I grew up reading Time Magazine once a week, religiously. I don’t remember it being a particularly well-written magazine, but it certainly never stooped to this low-level of quality.

The basic angle of the above article, written by a pair of brothers, is that it costs $100,000 to pursue “rock ‘n roll stardom.” The pair make it entirely too easy to poke holes in their argument, which seems to be written from the perspective of a combo that cares more about the “fringe benefits” of music than the music itself.

That is self-evident in reading the piece, so it would be a waste of valuable internet space to rant at length about what a reprehensible and inane perspective the piece offers.

The one paragraph that sticks out to me the most is, as follows:


Once upon a time, the suits at the record labels funded the enterprise. Your band would play local clubs in a major city, make a buzz, and an A&R (artists and repertory) guy would sign you and write you a blank check. …These days, you have to build your own following first: Produce music, and prove you can sell it.

------------------------------------------------------------

## About this exercise
Can you set down the whole commentary on the Time article about the cost of pursuing rock stardom, word for word?

## Recorded data
------------------------------------------------------------

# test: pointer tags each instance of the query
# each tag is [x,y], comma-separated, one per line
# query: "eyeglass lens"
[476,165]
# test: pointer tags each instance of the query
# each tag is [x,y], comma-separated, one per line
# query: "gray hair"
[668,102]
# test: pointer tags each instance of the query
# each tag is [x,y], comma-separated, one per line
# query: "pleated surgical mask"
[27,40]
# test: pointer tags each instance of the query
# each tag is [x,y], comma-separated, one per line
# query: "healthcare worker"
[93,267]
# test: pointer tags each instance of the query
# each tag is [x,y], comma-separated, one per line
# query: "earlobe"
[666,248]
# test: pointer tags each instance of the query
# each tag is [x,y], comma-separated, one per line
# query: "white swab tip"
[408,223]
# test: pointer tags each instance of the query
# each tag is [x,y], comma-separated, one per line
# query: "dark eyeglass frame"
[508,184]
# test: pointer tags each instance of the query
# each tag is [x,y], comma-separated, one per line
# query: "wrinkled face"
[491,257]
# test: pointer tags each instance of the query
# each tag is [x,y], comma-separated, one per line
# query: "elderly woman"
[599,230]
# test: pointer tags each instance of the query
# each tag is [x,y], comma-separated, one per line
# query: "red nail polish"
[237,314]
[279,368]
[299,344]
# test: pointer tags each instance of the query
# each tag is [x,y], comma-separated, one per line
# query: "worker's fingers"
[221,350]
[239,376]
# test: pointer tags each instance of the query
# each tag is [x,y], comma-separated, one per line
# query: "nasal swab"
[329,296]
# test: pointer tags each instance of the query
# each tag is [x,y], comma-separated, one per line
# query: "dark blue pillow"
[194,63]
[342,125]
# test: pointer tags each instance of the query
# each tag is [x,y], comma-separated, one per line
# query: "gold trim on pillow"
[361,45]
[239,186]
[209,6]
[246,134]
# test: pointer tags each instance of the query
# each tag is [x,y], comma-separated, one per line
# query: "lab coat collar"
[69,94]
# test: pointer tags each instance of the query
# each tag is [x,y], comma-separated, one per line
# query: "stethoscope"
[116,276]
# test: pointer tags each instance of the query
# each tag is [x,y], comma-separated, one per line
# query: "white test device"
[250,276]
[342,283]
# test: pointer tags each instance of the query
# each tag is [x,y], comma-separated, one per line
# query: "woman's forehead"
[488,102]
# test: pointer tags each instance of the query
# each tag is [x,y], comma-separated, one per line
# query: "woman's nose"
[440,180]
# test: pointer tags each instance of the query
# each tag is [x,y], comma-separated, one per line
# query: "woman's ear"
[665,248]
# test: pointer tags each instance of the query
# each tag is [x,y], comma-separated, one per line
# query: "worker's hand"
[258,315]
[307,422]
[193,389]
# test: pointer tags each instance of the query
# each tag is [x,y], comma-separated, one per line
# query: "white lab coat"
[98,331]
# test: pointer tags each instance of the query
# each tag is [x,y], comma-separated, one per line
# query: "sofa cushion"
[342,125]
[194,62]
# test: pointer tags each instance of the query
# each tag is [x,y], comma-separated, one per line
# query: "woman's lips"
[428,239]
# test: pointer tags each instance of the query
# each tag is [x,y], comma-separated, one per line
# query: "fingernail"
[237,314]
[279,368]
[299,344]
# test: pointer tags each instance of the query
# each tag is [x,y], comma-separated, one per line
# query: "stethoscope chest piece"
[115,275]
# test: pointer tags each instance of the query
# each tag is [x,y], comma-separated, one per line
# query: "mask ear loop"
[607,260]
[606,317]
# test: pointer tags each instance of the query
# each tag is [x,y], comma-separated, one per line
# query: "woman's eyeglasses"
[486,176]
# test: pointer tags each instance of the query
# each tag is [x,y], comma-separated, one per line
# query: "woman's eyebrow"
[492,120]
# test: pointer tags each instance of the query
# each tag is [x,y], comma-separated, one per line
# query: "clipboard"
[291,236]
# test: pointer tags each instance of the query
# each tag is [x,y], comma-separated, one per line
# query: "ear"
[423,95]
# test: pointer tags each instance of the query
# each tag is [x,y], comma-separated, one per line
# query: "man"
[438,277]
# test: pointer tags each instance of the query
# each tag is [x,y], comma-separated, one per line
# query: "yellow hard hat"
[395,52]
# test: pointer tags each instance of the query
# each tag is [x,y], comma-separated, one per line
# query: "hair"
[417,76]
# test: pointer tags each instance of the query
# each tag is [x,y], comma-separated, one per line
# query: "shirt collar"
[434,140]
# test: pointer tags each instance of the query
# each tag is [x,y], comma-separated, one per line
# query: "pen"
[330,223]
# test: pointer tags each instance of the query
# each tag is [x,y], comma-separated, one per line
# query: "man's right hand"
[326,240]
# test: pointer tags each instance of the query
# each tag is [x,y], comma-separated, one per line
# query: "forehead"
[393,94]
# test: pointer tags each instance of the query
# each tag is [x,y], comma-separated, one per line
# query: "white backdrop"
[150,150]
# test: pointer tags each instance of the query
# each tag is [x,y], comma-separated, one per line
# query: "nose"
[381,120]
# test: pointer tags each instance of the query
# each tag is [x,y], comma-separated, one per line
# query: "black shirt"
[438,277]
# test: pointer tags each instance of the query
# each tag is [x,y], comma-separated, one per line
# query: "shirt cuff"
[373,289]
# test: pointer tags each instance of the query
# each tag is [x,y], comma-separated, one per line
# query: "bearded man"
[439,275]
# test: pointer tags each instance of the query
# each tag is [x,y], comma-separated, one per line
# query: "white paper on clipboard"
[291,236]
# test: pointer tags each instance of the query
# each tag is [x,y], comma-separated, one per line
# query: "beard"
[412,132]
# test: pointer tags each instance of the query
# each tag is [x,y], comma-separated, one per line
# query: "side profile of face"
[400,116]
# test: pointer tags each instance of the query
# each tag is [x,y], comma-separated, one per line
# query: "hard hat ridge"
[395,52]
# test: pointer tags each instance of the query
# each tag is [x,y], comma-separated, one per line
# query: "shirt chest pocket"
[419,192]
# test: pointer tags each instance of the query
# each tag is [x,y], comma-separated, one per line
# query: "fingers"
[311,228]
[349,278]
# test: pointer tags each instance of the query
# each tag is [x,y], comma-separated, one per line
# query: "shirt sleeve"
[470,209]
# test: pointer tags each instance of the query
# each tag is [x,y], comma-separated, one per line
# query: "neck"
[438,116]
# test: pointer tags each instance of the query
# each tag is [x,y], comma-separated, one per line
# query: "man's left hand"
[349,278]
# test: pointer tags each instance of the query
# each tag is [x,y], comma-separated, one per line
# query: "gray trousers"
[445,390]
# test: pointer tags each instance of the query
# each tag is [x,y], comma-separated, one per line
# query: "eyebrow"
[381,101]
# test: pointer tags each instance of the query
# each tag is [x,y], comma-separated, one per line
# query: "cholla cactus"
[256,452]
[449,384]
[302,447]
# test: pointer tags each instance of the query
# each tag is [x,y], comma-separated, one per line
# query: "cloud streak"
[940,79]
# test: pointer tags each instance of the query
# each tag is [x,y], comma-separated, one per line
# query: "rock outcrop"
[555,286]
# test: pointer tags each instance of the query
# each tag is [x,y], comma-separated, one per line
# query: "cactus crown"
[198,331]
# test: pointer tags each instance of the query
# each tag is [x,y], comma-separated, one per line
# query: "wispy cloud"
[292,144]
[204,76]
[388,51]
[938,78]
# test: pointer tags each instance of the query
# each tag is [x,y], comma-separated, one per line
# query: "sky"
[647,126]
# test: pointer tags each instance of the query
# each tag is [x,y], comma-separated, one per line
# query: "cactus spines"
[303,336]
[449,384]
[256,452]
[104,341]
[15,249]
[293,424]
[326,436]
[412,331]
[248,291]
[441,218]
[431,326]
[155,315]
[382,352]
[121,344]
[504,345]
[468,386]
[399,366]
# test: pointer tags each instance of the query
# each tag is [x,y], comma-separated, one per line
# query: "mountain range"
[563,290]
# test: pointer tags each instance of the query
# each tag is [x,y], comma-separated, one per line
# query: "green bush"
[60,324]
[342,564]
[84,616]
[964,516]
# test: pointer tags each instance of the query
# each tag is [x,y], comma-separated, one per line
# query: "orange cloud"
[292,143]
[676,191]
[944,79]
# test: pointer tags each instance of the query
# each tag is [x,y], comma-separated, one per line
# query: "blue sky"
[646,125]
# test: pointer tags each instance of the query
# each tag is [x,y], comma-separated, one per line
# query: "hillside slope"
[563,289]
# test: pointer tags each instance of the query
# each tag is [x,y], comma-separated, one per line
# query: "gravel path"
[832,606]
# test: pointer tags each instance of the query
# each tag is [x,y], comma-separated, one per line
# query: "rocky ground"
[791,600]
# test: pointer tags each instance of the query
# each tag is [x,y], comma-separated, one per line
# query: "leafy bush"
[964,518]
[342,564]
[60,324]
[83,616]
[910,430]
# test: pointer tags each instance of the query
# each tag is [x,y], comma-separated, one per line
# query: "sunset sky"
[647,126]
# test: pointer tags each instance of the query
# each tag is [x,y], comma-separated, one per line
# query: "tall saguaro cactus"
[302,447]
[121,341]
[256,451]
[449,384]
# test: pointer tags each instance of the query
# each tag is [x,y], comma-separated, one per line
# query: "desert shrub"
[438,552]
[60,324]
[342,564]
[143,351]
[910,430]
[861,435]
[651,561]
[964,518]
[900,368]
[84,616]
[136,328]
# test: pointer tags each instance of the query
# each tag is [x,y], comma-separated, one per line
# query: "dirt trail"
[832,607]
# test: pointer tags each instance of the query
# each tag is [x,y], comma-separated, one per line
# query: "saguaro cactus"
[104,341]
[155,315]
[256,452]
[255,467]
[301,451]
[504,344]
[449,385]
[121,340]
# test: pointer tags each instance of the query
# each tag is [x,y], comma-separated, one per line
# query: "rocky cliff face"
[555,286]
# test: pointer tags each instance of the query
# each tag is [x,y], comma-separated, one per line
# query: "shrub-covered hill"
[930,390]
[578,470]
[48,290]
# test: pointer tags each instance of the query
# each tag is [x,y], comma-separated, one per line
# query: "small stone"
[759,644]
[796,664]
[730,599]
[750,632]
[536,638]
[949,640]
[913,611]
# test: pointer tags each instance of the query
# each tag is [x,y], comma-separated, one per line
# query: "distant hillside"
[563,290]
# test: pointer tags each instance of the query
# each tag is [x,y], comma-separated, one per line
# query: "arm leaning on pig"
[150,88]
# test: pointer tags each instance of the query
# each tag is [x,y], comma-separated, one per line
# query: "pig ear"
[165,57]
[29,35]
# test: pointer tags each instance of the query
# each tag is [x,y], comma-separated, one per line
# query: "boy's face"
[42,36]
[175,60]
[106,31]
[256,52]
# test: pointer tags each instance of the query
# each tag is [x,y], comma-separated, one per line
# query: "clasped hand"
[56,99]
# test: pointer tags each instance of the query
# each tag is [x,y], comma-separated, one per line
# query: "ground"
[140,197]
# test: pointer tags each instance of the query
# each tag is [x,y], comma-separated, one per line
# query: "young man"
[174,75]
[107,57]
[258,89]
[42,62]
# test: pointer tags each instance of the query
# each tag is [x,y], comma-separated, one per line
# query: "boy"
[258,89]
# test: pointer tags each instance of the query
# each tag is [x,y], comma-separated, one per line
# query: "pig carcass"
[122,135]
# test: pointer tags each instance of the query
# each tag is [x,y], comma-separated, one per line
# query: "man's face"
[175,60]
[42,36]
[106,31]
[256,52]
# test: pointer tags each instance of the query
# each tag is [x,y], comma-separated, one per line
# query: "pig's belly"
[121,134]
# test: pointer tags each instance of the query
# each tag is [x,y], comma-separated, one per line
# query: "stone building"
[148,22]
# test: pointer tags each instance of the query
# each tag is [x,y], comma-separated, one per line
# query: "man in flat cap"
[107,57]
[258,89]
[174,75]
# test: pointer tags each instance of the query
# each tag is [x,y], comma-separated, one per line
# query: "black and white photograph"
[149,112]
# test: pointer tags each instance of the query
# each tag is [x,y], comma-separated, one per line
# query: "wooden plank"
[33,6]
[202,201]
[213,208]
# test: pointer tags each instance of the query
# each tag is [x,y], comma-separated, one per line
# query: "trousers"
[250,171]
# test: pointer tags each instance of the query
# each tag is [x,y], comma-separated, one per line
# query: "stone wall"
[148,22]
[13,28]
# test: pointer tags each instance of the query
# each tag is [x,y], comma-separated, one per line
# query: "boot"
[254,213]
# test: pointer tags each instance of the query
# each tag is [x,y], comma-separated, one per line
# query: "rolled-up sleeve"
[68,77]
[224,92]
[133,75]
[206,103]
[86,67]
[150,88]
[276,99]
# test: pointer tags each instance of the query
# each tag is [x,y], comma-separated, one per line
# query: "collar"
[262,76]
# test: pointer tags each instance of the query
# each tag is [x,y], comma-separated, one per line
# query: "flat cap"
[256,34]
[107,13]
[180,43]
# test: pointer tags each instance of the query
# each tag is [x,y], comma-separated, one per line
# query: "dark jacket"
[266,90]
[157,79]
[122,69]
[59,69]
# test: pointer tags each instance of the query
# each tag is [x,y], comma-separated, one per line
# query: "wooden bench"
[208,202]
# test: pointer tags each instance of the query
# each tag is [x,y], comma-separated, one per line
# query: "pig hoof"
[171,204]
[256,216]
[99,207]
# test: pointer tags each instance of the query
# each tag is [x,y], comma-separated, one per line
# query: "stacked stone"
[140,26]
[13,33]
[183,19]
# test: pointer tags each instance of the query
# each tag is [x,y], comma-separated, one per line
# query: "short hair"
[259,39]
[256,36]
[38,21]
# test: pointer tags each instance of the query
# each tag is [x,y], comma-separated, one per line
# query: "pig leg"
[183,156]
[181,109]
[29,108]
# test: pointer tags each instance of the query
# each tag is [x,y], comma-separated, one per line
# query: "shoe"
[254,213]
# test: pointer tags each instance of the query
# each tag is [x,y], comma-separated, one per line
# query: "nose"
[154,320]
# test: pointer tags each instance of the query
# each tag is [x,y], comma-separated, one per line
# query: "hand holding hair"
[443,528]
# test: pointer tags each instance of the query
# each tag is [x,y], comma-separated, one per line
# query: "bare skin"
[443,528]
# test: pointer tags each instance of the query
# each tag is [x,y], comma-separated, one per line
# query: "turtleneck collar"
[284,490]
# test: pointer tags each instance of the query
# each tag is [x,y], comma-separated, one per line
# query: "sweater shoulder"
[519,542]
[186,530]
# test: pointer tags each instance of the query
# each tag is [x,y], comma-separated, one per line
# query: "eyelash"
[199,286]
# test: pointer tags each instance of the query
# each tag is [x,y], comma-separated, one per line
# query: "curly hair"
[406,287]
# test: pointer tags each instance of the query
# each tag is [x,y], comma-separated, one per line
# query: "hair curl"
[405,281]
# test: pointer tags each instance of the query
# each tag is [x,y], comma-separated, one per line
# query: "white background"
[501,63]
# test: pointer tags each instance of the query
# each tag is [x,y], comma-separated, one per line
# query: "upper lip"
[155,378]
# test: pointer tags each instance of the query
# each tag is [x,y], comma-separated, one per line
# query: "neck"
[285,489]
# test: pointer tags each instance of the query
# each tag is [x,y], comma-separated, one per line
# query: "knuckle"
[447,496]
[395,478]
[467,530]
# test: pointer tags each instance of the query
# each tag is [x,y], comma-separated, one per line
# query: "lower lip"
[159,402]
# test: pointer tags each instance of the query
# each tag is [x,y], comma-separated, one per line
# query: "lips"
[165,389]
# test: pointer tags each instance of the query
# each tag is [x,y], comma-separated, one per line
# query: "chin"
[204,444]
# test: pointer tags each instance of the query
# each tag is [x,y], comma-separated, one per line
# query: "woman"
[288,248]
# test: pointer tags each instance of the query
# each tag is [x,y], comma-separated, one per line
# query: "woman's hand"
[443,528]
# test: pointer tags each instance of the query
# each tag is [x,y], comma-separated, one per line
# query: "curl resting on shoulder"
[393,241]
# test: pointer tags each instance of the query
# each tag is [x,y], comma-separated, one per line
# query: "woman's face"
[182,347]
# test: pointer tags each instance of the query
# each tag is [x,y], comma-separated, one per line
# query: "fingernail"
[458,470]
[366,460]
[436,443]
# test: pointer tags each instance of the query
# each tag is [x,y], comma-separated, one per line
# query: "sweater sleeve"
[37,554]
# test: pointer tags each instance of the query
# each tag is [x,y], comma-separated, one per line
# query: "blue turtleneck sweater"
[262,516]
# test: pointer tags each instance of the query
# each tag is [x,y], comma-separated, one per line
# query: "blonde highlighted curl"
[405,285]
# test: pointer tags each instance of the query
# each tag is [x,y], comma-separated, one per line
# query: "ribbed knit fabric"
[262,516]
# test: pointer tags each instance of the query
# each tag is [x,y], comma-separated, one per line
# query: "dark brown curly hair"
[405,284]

------------------------------------------------------------

## Task solution
I grew up reading Time Magazine once a week, religiously. I don’t remember it being a particularly well-written magazine, but it certainly never stooped to this low-level of quality.

The basic angle of the above article, written by a pair of brothers, is that it costs $100,000 to pursue “rock ‘n roll stardom.” The pair make it entirely too easy to poke holes in their argument, which seems to be written from the perspective of a combo that cares more about the “fringe benefits” of music than the music itself.

That is self-evident in reading the piece, so it would be a waste of valuable internet space to rant at length about what a reprehensible and inane perspective the piece offers.

The one paragraph that sticks out to me the most is, as follows:


Once upon a time, the suits at the record labels funded the enterprise. Your band would play local clubs in a major city, make a buzz, and an A&R (artists and repertory) guy would sign you and write you a blank check. …These days, you have to build your own following first: Produce music, and prove you can sell it.